====== EXERCISE INPUT

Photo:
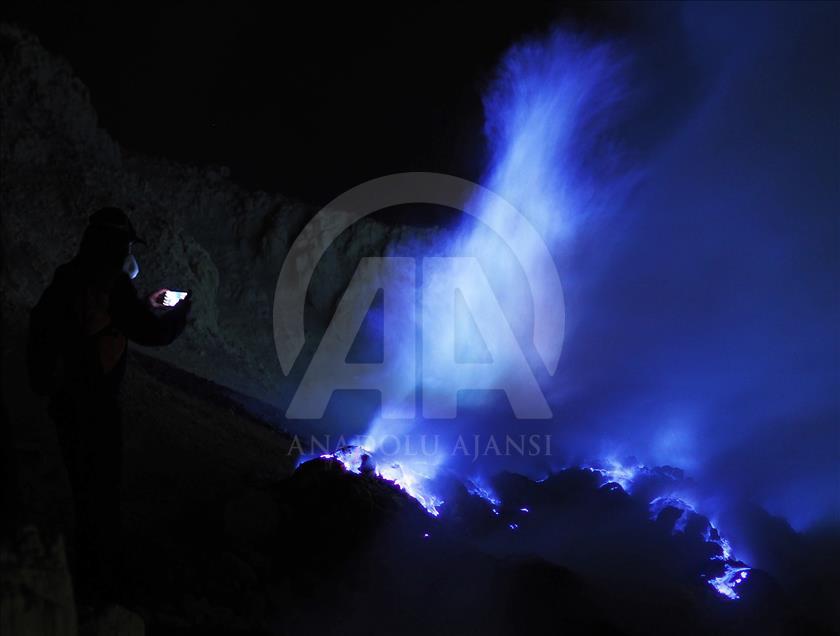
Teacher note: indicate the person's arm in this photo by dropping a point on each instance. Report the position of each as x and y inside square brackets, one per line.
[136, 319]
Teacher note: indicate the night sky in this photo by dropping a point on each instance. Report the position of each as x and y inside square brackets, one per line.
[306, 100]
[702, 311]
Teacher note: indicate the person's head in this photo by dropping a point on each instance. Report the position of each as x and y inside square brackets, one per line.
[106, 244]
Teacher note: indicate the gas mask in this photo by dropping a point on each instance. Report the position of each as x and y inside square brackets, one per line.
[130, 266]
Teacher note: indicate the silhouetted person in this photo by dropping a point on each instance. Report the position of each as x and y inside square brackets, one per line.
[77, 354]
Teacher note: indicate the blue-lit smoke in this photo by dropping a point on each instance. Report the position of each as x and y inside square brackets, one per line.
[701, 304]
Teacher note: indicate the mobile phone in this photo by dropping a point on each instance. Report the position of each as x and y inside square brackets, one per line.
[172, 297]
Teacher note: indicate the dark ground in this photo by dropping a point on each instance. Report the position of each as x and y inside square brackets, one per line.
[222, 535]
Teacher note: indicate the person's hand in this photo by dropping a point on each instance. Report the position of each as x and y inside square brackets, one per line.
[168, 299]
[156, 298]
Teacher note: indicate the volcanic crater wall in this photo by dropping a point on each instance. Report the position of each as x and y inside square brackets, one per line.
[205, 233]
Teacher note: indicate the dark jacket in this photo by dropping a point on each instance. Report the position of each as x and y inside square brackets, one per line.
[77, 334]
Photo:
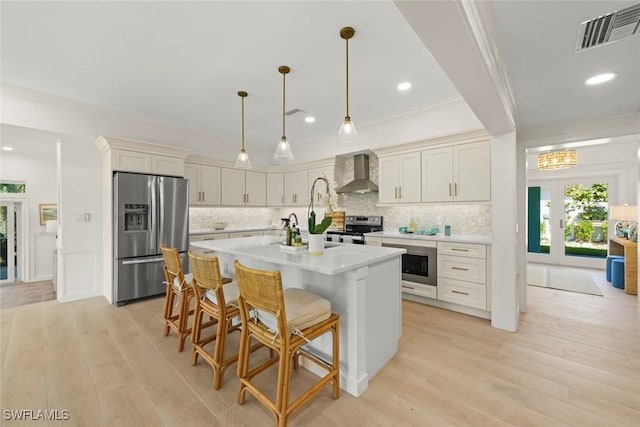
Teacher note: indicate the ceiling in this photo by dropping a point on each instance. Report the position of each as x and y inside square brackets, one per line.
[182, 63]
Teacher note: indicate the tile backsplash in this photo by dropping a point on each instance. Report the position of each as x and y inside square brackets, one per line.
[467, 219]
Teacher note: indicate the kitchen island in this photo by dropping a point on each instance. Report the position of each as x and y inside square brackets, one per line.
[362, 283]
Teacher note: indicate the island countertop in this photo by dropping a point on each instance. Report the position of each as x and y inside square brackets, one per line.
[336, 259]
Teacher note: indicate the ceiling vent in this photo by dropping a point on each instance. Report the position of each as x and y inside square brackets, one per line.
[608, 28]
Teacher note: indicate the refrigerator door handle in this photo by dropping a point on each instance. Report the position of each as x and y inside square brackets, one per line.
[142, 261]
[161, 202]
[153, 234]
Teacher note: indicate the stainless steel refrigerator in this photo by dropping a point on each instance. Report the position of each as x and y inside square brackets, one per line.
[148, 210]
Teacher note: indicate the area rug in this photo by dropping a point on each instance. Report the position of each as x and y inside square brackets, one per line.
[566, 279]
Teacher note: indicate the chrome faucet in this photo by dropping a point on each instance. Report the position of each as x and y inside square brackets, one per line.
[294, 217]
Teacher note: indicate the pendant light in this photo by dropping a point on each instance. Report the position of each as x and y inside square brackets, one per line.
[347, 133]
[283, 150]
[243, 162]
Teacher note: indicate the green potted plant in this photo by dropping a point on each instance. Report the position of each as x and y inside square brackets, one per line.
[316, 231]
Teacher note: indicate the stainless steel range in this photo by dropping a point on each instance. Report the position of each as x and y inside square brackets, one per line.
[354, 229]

============
====== EXERCISE INPUT

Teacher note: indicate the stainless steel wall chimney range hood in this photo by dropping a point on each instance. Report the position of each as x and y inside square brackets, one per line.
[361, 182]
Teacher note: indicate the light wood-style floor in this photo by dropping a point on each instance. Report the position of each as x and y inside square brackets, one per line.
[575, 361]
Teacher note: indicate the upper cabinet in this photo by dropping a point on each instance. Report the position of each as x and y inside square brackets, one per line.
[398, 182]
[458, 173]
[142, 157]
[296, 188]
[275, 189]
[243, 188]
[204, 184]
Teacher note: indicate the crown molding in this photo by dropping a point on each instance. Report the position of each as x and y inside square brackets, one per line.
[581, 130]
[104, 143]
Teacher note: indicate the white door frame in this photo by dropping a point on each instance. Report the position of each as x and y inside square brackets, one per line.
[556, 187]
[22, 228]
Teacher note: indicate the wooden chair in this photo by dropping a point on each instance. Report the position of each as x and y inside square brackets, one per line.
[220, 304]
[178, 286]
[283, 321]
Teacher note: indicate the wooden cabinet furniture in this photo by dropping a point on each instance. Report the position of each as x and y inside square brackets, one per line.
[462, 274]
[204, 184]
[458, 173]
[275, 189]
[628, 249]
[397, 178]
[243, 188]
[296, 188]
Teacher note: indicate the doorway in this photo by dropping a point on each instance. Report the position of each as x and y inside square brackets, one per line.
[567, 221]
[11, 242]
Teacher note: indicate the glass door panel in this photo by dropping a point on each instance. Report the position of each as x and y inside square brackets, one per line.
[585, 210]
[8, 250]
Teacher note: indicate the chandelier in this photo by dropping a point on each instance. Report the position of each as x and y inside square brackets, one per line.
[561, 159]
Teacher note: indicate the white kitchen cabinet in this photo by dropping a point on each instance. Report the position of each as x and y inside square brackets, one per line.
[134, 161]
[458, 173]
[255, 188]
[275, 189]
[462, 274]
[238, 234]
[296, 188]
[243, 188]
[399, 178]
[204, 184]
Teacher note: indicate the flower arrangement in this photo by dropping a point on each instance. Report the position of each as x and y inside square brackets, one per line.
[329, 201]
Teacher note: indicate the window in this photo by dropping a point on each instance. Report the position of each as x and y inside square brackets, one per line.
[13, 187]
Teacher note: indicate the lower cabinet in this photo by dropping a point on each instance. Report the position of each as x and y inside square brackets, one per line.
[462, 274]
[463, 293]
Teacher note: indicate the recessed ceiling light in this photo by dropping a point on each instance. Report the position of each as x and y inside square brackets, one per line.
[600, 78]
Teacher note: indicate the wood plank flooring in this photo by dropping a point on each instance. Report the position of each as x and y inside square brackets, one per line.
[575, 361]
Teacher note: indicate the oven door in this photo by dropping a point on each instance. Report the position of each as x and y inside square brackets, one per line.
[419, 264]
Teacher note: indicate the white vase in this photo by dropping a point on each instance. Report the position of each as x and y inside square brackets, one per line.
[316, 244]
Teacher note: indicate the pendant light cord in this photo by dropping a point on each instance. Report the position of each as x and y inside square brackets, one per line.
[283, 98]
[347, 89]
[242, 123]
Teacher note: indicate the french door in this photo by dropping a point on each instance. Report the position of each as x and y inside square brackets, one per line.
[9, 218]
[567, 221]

============
====== EXERCISE INPUT

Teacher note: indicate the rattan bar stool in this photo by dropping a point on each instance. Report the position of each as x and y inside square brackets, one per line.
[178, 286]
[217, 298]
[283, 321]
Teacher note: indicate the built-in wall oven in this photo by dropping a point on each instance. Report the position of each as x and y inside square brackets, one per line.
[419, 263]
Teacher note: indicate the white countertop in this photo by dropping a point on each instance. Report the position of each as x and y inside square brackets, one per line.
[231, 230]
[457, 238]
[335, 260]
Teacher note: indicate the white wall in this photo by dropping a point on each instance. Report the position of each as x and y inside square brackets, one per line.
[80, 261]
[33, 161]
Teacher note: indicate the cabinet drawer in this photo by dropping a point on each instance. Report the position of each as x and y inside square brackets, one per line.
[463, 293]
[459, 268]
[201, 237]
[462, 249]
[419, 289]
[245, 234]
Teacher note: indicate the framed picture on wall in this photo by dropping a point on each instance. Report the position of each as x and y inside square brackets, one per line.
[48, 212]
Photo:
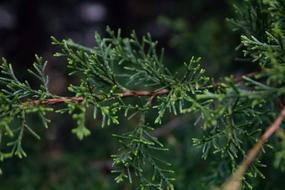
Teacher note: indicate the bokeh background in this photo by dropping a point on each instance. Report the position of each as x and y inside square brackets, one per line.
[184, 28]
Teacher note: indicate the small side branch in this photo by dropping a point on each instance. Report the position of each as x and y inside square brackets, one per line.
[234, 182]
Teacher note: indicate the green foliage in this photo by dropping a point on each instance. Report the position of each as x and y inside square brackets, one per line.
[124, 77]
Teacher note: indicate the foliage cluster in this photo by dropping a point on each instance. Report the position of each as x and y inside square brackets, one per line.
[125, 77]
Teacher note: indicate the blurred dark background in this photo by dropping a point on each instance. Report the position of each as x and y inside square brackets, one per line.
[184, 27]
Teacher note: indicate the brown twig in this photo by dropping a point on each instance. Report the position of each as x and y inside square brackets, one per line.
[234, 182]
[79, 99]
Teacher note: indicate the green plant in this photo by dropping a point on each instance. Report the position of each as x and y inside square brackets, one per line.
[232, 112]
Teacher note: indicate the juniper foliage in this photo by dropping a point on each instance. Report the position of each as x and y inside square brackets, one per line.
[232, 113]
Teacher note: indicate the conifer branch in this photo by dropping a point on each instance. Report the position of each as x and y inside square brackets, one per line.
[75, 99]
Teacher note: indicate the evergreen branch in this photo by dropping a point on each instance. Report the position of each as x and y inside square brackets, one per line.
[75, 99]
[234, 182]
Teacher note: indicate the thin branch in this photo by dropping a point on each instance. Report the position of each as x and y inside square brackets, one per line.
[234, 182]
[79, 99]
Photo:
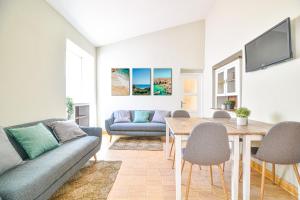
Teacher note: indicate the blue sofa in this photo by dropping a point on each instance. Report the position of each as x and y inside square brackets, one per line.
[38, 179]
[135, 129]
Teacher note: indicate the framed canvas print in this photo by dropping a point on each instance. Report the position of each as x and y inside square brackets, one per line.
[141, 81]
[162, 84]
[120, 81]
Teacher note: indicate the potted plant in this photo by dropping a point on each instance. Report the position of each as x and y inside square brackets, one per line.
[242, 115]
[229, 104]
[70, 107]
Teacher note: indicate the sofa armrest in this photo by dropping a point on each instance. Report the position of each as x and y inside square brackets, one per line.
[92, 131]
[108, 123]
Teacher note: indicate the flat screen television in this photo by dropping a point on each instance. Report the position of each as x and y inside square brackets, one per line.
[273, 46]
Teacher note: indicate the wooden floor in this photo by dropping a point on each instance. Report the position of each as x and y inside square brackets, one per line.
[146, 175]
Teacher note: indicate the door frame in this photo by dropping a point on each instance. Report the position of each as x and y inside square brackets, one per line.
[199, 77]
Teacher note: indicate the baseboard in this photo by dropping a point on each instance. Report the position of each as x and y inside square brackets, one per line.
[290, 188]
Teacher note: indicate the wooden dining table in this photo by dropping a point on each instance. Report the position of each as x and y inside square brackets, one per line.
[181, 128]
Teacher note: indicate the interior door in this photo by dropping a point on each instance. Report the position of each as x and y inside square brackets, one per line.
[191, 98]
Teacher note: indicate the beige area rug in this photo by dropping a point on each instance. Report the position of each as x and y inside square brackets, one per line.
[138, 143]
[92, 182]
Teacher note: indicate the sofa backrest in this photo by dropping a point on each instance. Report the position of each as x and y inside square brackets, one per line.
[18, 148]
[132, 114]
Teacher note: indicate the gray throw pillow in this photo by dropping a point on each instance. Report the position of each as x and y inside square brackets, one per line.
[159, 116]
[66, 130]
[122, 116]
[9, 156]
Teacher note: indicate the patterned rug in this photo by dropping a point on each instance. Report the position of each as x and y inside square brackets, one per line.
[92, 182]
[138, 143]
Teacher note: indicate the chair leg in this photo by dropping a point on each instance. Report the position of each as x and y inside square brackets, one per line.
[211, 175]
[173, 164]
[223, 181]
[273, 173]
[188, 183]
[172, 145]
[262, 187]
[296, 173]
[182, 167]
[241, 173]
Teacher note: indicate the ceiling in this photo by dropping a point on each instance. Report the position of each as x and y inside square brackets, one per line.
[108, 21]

============

WRITTEN REQUEST: Gather every line of the items above that contains the word "white", treating uppercase and lowercase as distinct.

SOLVED EXERCISE:
Teacher note: indicate the white door frame in this photo by dropping a point on each instance. Report the position of each as x and y inside square brackets, one per line.
Teacher note: indicate the white kitchen cabinet in this photo by dropping a point on each instance. Report the position of each as x and y inside square brackets, one per line.
Teacher note: indicate the white vase in this photo by dropping a point on each instance. Report the position of each as x and y inside square brackets, one per line.
Teacher note: indicate the white countertop in this photo by dropping a point on each instance. Report the position of each as x and y inside square brackets, one per line.
Teacher note: indicate the white wall in this photo by dropping a point on each instance. Report the position of each as x and y inside square brackets, one per line.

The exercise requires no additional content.